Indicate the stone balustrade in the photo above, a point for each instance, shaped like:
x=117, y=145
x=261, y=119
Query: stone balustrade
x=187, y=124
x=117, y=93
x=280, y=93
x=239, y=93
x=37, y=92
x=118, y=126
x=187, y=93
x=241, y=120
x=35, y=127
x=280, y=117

• • • • • • •

** Required work **
Return the material above unchanged, line for line.

** Response below **
Indicate the stone balustrade in the photo above, a point for each instance, shaped like:
x=117, y=145
x=261, y=119
Query: stone balustrade
x=187, y=124
x=117, y=93
x=280, y=93
x=239, y=93
x=37, y=92
x=118, y=126
x=187, y=93
x=241, y=120
x=35, y=127
x=280, y=117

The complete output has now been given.